● WHAT THE TASK REQUIRES: Reproduce the records below exactly from their first line through the line containing "If you could tag each instance of the green leaf surface", omitting all pictures.

Point localization data:
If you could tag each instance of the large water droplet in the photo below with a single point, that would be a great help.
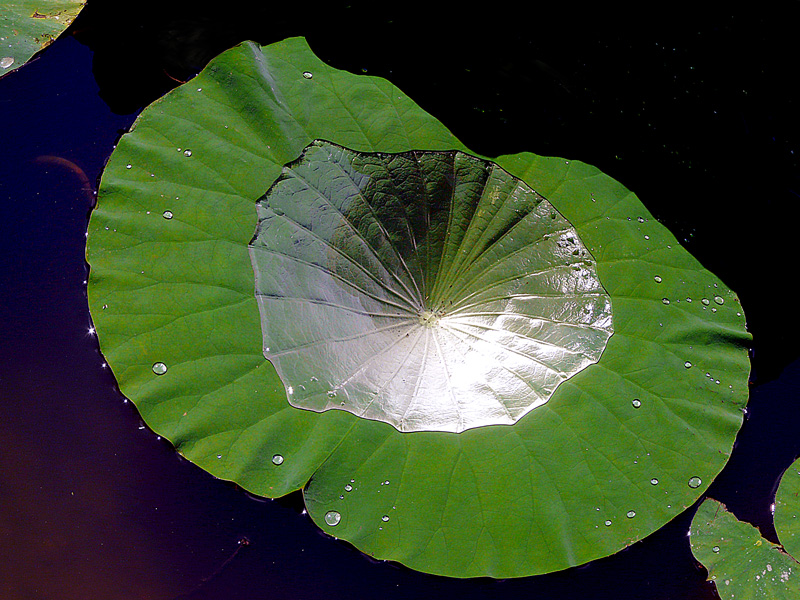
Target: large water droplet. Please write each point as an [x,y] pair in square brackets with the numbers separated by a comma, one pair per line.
[159,368]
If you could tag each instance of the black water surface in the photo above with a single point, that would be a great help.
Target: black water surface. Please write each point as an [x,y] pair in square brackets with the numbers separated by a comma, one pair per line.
[693,111]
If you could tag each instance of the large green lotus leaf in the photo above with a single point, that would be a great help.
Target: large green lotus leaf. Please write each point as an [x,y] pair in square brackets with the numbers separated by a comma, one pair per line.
[787,509]
[739,561]
[27,26]
[620,447]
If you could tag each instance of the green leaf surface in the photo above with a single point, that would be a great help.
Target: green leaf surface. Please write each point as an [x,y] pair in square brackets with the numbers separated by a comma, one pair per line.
[27,26]
[619,449]
[739,561]
[787,509]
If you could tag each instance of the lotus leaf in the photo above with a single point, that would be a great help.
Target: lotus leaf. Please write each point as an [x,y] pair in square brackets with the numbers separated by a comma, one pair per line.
[787,509]
[739,561]
[619,448]
[429,290]
[27,26]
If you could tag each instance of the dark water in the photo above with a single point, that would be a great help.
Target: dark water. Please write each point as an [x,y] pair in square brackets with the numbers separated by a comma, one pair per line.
[694,112]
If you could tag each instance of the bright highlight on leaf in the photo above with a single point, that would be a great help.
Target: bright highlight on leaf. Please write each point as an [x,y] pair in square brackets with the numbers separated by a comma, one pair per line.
[739,561]
[429,290]
[27,26]
[618,449]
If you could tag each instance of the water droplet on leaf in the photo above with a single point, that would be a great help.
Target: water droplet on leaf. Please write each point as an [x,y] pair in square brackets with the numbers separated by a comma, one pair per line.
[159,368]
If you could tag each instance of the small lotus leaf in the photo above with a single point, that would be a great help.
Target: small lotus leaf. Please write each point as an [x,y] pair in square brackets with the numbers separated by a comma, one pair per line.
[27,26]
[740,562]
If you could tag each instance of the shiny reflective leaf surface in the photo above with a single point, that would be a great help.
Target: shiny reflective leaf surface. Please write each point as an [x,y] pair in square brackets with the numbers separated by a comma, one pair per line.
[27,26]
[429,290]
[740,562]
[619,449]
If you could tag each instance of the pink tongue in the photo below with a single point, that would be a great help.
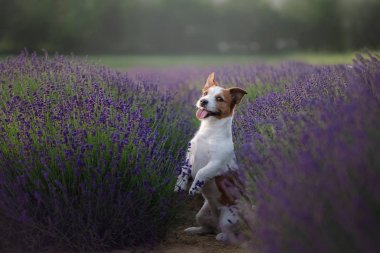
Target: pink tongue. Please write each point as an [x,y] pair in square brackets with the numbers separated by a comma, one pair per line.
[201,114]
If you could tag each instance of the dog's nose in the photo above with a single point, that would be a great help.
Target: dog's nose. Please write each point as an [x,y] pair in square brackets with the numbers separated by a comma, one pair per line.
[203,102]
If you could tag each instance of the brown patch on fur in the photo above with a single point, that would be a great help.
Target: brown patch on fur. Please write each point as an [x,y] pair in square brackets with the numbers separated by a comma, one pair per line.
[237,94]
[225,107]
[231,97]
[210,82]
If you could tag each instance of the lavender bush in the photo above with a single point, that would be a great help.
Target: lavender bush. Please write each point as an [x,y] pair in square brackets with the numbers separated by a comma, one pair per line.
[311,160]
[87,155]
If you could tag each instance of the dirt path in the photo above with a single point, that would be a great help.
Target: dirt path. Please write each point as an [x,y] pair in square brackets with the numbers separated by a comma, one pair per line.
[179,242]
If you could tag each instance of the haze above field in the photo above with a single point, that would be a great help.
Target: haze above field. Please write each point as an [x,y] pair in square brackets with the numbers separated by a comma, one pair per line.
[182,27]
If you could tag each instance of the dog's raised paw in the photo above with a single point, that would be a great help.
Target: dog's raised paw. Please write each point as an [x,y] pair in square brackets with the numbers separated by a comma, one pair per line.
[197,230]
[221,237]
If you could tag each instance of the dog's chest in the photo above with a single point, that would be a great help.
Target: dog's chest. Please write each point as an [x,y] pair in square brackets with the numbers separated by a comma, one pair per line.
[199,154]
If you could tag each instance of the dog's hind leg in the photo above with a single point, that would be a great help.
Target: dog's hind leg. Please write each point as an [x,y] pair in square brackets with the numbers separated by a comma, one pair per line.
[227,221]
[206,221]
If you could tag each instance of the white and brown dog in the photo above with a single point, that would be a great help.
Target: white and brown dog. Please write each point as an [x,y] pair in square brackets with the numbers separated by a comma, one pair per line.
[212,159]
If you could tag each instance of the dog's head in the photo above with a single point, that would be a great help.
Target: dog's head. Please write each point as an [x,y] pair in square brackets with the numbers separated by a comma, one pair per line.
[216,101]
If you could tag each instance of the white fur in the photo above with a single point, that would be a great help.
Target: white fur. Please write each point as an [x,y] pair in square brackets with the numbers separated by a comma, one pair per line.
[211,153]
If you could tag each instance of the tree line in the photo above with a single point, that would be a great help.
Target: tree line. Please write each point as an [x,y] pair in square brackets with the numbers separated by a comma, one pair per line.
[183,26]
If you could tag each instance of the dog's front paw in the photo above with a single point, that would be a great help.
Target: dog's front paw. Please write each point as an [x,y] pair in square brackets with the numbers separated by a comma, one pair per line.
[181,184]
[196,187]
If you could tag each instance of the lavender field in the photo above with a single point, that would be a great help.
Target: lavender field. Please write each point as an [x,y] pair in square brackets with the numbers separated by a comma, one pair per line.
[89,155]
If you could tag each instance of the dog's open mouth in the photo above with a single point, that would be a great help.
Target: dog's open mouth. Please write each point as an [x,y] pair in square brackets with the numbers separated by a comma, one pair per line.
[203,113]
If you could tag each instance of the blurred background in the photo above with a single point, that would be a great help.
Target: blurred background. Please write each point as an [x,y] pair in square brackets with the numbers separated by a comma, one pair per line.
[184,27]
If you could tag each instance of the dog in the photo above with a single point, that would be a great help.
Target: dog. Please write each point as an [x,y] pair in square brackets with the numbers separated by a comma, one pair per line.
[211,160]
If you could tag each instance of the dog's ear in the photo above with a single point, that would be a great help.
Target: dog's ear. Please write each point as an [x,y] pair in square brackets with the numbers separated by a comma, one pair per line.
[237,94]
[210,82]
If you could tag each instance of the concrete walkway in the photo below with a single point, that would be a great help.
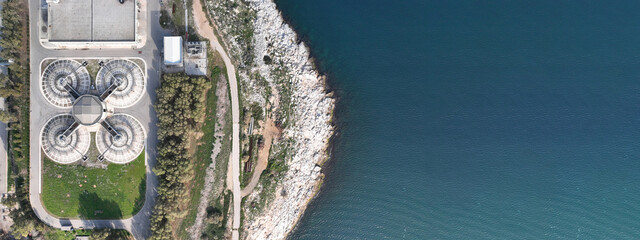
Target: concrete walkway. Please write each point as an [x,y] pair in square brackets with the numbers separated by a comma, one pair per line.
[204,29]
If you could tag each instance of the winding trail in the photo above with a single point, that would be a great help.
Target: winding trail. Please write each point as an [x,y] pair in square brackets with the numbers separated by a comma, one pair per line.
[205,30]
[270,132]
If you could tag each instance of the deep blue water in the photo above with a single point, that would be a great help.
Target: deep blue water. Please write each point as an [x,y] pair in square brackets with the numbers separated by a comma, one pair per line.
[478,119]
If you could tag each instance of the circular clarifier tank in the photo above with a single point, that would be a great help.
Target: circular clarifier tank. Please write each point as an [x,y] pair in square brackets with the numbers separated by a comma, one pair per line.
[59,74]
[63,148]
[130,78]
[125,143]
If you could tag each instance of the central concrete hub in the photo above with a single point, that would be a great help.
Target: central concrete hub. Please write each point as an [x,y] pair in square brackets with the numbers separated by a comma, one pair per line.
[88,110]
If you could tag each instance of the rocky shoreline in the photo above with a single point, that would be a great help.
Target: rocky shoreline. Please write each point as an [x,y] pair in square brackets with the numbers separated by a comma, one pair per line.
[278,74]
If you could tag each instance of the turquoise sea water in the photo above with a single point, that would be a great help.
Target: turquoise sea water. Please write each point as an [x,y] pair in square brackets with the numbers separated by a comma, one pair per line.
[478,119]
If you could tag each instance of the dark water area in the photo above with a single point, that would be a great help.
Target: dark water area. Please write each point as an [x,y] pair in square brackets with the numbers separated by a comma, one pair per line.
[477,119]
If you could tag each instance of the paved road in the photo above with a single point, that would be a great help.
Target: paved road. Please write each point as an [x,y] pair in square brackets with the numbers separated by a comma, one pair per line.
[205,30]
[41,111]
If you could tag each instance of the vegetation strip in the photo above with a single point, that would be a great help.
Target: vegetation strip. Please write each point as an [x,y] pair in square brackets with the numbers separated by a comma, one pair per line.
[180,109]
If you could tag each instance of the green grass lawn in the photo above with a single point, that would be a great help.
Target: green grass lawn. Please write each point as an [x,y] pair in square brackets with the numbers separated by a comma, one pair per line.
[68,190]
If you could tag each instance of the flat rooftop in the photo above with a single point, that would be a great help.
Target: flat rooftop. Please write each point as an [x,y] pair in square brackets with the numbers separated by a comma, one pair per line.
[92,21]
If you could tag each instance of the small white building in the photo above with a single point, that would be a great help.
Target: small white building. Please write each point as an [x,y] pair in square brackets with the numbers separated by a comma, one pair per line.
[173,51]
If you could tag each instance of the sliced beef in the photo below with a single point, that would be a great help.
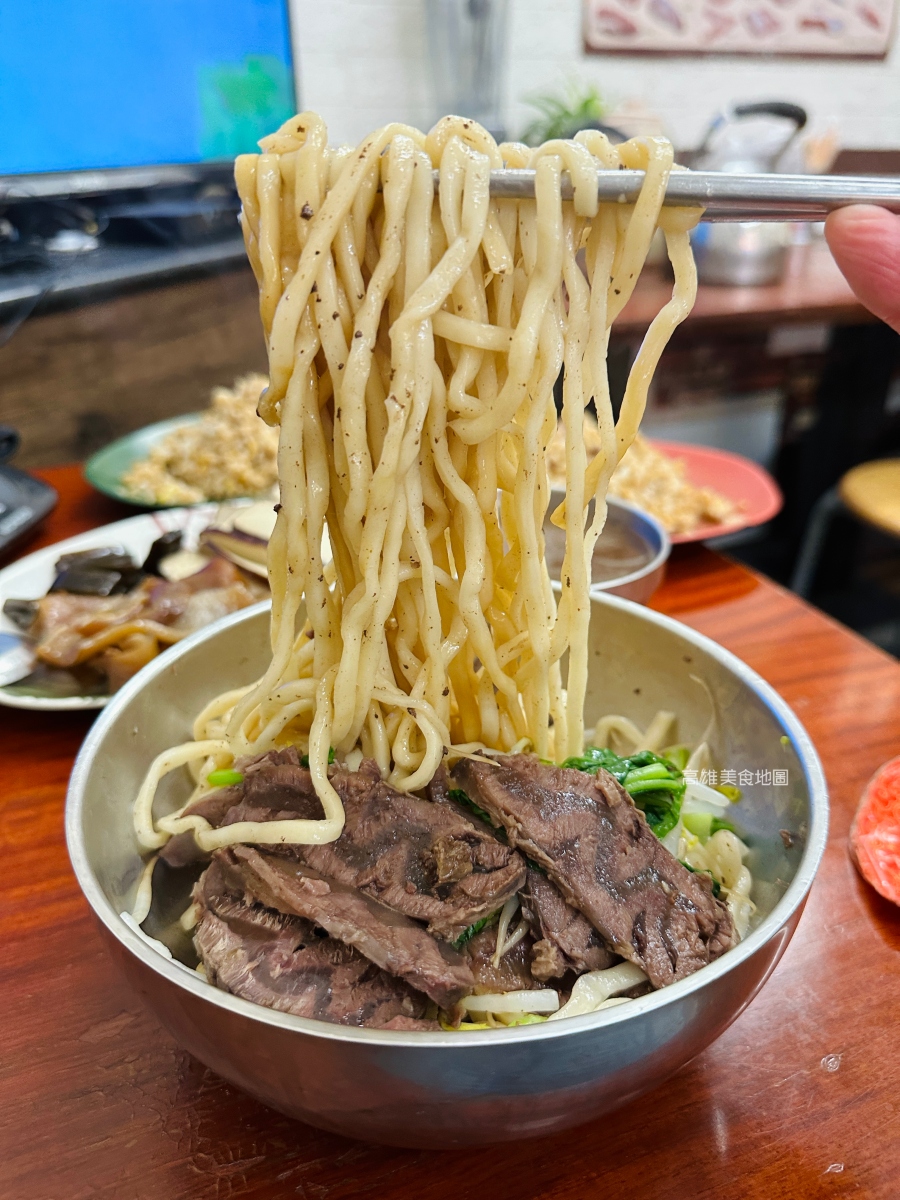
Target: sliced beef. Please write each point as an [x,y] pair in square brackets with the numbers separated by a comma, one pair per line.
[513,973]
[281,961]
[388,939]
[430,862]
[569,941]
[599,850]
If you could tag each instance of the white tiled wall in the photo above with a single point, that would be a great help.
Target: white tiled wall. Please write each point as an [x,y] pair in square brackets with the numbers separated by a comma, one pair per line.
[363,63]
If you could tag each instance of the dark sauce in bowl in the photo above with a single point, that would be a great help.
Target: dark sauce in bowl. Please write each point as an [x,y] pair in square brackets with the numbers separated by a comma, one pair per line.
[622,549]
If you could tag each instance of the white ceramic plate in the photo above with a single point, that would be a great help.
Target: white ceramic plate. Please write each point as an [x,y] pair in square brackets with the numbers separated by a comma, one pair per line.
[30,577]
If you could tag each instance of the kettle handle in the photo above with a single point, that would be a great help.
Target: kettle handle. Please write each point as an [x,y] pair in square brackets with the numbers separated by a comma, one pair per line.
[774,108]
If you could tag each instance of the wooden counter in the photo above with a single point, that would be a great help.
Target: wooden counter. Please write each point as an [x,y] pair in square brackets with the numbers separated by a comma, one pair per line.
[799,1098]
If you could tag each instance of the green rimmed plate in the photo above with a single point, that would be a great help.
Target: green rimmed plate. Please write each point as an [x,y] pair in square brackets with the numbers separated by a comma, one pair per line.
[106,468]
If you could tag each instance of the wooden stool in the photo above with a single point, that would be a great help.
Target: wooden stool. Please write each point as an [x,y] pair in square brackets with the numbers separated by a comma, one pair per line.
[870,492]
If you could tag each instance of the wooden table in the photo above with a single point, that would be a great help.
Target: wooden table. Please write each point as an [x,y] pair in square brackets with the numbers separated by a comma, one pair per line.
[811,291]
[799,1098]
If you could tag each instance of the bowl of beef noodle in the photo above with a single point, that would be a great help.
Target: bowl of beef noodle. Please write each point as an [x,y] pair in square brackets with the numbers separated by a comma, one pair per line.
[441,1081]
[439,847]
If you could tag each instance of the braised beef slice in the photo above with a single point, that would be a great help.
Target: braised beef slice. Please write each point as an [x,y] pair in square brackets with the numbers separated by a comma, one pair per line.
[281,961]
[599,850]
[513,973]
[431,862]
[569,942]
[390,940]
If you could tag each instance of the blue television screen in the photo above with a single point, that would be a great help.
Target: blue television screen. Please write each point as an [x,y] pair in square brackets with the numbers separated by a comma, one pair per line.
[103,83]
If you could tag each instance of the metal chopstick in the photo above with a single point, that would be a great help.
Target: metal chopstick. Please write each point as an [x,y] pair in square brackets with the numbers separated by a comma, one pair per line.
[727,197]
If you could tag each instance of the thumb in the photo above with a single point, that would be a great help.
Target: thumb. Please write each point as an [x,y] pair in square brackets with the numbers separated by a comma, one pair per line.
[865,243]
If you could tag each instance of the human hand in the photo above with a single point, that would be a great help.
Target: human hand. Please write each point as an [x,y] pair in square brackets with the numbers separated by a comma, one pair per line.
[865,243]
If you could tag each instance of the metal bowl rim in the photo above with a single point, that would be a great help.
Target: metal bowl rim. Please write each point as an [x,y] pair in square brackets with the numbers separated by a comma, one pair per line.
[659,558]
[181,977]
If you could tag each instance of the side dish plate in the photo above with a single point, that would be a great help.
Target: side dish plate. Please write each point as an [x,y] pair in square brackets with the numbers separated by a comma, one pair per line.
[30,577]
[106,468]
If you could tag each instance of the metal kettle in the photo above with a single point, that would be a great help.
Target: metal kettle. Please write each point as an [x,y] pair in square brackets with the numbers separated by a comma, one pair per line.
[748,138]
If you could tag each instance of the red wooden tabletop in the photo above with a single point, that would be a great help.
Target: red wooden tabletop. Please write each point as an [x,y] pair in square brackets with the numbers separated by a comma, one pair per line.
[798,1098]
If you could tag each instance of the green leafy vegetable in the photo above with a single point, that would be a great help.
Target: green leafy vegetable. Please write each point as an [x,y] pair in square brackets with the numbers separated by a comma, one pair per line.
[305,757]
[694,870]
[225,778]
[468,934]
[678,756]
[729,792]
[718,823]
[705,825]
[561,117]
[654,784]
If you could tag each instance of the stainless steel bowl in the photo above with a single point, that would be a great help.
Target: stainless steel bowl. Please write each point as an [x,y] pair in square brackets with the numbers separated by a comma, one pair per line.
[630,555]
[451,1089]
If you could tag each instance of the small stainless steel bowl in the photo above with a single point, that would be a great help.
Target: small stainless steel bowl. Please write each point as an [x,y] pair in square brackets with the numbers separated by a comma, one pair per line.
[453,1089]
[630,556]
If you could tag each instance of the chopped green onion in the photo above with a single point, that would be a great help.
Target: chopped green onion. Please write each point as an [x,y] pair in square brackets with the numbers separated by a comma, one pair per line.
[699,823]
[694,870]
[226,778]
[468,934]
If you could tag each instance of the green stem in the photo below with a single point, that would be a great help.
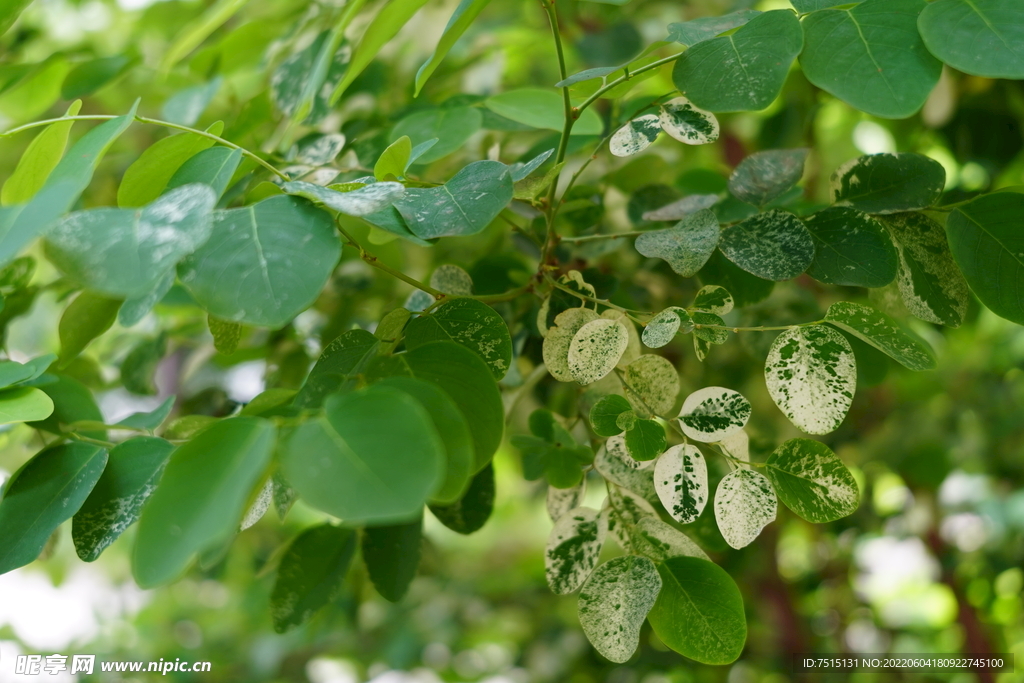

● RESULT OF THE EXERCISE:
If you could tag each instance of the large water droplet in the photo below with a single point, that would be a great help.
Target: large water droplet. Please write each point as an [x,y] pair in square brackets with the numbers separated by a comma, one pair per line.
[159,368]
If you could tag each instance of the black water surface in the photo above with a single point, that would be a great help.
Target: black water surface. Please write each point as an [x,y] pair in square brackets with the numbers separated by a comma, one pair per line.
[693,111]
If you could tag each instance of the large green lotus leaf in the photo above with a single point, that would be a great help.
Target: large green lotus leaf. Please write each point as an [x,y] pair in square brackets with the numbers separated by a comma, one pair per line.
[787,509]
[739,561]
[27,26]
[620,447]
If you could tag each instance of the green leaf surface in the photo above with a single point, that would be a great help.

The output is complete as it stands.